Dataset entries:
BEGIN

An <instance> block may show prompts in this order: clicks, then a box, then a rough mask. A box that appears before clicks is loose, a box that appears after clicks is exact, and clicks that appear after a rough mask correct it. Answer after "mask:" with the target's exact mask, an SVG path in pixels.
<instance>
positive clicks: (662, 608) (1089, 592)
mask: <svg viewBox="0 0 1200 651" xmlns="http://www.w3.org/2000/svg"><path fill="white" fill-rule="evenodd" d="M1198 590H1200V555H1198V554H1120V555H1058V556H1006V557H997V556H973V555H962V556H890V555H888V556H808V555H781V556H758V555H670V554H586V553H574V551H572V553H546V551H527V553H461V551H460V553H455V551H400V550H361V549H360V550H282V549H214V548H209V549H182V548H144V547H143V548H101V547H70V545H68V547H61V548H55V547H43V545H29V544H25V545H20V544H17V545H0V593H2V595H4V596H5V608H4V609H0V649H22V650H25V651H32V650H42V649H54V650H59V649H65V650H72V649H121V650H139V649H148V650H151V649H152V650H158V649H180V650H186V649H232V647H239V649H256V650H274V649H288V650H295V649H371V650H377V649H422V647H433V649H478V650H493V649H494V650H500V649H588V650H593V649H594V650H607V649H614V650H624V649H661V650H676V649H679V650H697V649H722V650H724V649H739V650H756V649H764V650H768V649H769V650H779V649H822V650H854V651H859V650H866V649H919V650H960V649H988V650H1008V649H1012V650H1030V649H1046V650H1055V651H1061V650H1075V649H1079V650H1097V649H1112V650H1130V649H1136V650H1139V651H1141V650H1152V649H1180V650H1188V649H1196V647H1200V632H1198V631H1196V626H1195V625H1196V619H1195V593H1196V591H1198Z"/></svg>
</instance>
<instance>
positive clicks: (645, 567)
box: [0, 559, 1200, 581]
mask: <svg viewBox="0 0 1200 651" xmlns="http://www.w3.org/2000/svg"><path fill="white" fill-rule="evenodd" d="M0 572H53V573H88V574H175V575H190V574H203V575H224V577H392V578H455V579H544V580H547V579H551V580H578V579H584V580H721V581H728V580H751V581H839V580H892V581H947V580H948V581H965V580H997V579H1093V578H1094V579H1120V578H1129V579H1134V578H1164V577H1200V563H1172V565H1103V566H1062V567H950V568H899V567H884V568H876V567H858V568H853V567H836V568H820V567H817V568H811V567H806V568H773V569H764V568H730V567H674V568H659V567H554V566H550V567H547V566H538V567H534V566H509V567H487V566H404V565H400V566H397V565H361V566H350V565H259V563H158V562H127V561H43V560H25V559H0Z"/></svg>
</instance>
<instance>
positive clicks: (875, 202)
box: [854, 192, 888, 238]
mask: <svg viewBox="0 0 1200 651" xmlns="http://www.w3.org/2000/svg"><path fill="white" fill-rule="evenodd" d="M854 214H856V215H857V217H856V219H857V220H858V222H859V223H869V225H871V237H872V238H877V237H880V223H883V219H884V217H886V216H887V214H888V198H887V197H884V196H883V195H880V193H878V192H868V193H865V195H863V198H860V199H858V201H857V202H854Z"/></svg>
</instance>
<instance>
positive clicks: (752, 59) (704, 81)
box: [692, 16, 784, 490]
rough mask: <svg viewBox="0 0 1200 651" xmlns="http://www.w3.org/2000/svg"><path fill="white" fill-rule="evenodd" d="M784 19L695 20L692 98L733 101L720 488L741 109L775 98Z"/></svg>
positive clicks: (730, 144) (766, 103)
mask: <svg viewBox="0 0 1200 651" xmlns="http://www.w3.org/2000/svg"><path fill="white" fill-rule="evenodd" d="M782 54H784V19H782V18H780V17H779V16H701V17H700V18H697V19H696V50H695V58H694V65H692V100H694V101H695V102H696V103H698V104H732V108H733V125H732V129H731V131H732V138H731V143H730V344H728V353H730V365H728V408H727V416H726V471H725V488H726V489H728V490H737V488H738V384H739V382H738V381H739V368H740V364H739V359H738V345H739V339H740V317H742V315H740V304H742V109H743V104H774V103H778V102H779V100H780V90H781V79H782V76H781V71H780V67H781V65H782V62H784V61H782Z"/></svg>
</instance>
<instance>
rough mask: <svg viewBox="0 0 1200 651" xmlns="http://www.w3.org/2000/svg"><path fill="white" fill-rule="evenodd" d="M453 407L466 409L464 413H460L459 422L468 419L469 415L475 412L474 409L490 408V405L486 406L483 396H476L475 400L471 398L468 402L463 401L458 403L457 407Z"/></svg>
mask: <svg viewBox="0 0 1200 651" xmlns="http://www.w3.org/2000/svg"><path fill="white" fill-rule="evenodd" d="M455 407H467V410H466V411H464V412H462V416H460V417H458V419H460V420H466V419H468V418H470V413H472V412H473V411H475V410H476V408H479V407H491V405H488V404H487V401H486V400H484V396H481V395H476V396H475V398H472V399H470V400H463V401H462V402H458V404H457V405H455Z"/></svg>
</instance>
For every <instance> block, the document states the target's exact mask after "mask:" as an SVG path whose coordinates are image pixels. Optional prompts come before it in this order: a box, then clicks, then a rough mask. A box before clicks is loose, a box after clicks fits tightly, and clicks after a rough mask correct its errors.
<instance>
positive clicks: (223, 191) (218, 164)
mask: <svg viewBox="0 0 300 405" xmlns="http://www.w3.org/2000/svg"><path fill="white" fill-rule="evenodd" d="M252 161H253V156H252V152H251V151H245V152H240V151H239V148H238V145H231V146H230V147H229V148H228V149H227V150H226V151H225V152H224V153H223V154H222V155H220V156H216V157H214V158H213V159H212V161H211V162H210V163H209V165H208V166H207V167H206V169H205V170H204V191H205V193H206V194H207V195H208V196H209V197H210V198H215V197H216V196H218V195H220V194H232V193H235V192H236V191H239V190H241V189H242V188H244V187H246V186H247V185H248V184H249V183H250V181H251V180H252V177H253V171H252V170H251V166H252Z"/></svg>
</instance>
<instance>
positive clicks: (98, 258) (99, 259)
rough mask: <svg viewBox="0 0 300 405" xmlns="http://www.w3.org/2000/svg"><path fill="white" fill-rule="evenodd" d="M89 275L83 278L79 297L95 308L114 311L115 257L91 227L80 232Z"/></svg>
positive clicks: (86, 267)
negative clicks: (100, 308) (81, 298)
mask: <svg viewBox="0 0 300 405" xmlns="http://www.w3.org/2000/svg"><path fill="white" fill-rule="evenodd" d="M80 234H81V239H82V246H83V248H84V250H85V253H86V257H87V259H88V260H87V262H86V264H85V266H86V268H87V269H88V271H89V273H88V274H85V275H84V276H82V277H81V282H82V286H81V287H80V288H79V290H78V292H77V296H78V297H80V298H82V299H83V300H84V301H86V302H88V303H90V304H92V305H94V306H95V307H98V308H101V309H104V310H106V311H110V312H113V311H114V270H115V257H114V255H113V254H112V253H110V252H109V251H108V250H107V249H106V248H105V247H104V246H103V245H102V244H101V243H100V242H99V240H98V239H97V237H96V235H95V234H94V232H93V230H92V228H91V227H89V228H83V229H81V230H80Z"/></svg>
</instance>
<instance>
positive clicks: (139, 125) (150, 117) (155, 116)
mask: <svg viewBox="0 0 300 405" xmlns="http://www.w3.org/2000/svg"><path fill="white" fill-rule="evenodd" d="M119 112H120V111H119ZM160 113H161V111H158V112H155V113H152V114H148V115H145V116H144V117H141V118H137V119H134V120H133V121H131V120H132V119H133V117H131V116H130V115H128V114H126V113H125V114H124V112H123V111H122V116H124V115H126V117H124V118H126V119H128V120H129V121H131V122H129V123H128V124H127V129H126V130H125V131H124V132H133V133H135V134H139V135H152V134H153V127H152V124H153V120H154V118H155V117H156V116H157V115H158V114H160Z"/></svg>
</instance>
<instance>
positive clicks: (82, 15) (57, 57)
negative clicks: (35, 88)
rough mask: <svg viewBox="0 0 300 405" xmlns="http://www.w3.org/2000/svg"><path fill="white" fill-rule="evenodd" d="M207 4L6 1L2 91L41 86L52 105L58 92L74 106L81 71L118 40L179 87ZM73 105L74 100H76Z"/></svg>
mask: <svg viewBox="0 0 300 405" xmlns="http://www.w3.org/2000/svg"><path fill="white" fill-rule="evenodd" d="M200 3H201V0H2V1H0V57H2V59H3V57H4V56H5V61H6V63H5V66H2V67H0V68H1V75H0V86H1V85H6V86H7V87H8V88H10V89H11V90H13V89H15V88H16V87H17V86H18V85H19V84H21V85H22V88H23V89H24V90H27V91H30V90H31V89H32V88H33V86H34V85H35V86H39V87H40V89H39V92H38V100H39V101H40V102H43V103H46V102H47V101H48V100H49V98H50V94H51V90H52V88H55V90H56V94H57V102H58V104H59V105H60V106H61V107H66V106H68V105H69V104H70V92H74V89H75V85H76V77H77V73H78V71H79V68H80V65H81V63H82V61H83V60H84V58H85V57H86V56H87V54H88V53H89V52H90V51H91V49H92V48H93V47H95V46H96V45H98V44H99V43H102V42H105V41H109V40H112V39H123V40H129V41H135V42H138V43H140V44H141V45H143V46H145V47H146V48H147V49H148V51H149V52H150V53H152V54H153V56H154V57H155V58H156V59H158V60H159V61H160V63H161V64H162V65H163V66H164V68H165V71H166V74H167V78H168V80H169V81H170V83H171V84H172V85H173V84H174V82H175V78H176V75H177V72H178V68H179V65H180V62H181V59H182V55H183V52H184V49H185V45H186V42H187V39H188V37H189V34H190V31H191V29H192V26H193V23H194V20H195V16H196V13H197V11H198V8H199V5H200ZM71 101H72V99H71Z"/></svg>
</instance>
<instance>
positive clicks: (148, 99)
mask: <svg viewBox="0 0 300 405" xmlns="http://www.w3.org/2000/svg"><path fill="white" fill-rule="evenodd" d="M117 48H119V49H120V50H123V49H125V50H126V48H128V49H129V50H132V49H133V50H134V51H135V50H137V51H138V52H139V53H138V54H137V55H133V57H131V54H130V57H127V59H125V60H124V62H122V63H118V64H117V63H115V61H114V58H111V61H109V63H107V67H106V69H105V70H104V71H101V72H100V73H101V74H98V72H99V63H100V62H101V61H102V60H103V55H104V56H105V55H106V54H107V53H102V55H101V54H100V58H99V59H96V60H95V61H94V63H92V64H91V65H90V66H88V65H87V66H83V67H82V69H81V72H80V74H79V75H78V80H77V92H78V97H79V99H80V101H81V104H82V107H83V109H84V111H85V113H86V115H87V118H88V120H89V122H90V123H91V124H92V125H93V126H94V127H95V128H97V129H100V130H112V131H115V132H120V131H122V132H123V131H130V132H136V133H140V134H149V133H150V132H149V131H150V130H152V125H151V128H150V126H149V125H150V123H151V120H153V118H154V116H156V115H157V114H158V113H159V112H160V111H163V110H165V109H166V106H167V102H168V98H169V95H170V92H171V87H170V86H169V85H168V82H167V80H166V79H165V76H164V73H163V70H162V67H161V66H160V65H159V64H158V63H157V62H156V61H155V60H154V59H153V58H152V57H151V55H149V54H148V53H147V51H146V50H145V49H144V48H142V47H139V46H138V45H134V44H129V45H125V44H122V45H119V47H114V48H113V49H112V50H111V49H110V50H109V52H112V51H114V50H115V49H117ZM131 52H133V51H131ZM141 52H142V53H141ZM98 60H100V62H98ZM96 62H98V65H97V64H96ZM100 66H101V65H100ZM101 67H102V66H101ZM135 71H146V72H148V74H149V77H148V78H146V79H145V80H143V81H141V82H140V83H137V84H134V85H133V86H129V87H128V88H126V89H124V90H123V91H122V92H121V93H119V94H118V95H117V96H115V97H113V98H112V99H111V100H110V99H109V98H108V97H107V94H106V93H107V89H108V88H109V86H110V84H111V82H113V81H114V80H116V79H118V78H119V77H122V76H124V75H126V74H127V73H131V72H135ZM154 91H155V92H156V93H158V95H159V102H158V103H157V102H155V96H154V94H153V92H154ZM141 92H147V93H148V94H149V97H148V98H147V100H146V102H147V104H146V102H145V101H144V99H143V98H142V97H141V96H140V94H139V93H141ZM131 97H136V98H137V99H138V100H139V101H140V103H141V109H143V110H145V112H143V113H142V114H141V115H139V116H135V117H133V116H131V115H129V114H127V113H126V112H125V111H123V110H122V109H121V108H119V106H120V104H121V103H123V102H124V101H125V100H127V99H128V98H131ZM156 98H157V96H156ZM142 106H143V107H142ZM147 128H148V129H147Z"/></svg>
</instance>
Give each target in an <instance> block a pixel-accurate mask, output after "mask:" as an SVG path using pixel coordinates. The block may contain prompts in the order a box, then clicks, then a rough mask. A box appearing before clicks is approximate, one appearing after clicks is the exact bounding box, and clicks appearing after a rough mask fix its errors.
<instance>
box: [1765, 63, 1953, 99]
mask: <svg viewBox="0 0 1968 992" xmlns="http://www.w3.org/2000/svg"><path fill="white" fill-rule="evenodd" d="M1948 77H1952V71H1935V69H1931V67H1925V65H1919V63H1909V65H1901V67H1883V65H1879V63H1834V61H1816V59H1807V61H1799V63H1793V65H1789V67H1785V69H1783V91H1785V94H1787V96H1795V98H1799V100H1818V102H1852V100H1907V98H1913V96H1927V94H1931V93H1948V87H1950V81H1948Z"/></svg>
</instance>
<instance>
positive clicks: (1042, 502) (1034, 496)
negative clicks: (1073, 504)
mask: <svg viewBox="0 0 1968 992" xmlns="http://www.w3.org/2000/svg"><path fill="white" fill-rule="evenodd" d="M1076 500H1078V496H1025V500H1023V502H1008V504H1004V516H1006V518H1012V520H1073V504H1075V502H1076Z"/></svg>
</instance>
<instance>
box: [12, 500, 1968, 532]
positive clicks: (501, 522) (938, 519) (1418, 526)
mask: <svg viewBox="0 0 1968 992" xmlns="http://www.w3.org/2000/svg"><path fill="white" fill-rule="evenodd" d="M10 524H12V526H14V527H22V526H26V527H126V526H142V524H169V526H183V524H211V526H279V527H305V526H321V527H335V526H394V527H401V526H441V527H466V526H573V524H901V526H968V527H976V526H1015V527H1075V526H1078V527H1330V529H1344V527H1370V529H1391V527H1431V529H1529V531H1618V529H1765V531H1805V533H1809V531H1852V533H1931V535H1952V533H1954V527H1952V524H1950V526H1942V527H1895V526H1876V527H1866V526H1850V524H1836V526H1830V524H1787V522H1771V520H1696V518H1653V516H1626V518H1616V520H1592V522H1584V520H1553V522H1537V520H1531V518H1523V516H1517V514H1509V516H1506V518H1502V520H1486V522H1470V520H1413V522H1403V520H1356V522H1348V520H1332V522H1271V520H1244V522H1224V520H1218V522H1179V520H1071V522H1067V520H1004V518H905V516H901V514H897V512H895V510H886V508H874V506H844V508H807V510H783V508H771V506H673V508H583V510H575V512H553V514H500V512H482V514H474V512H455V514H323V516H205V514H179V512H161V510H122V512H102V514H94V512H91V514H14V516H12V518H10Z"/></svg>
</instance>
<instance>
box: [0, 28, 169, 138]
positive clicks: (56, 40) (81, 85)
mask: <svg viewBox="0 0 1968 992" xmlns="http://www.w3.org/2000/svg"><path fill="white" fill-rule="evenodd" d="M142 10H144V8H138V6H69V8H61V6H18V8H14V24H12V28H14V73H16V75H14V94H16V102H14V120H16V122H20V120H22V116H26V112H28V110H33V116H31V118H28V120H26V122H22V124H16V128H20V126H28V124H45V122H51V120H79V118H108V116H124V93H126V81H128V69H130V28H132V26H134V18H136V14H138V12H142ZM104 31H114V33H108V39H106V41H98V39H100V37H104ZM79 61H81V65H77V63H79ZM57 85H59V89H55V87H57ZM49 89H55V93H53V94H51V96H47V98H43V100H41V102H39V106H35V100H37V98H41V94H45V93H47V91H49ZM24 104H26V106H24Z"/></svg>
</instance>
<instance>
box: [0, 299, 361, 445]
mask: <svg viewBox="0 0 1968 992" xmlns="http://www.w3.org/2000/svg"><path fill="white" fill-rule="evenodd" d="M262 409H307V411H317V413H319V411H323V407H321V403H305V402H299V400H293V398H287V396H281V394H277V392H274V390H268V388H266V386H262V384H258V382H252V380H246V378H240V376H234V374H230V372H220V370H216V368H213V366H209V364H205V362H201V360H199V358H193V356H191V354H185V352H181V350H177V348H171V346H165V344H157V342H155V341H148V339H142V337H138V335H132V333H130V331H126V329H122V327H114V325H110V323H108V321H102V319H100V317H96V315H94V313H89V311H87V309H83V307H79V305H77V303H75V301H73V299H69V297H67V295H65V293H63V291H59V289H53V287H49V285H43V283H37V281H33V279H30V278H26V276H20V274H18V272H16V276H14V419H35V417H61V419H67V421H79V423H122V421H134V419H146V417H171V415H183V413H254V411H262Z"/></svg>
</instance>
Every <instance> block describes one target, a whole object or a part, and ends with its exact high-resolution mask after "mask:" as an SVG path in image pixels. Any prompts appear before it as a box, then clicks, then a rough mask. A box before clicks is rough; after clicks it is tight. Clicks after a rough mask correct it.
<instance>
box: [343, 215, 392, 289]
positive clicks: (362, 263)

END

In the answer, return exactly the lines from the line containing "box: [0, 299, 361, 445]" to the end of the records above, and no others.

**Response to this exercise:**
box: [0, 299, 361, 445]
mask: <svg viewBox="0 0 1968 992" xmlns="http://www.w3.org/2000/svg"><path fill="white" fill-rule="evenodd" d="M262 409H307V411H317V413H319V411H323V407H321V403H305V402H299V400H293V398H287V396H281V394H277V392H274V390H268V388H266V386H262V384H258V382H252V380H246V378H240V376H234V374H230V372H220V370H216V368H213V366H209V364H205V362H201V360H199V358H193V356H191V354H185V352H181V350H177V348H171V346H165V344H157V342H155V341H148V339H142V337H138V335H132V333H130V331H126V329H122V327H114V325H110V323H108V321H102V319H100V317H96V315H94V313H89V311H87V309H83V307H79V305H77V303H75V301H73V299H69V297H67V295H65V293H63V291H59V289H53V287H49V285H43V283H37V281H33V279H30V278H26V276H20V274H18V272H16V276H14V419H35V417H61V419H67V421H79V423H122V421H134V419H146V417H171V415H183V413H254V411H262Z"/></svg>
</instance>
Every <instance> block describes one target, a whole object or a part, and ends with its exact high-resolution mask after "mask:" as an SVG path in image pixels. Any prompts appear before it as a box, then clicks, then a rough mask. A box before clicks is rough; after clicks it is tight. Clicks after a rough mask correct it.
<instance>
box: [343, 215, 392, 289]
positive clicks: (362, 263)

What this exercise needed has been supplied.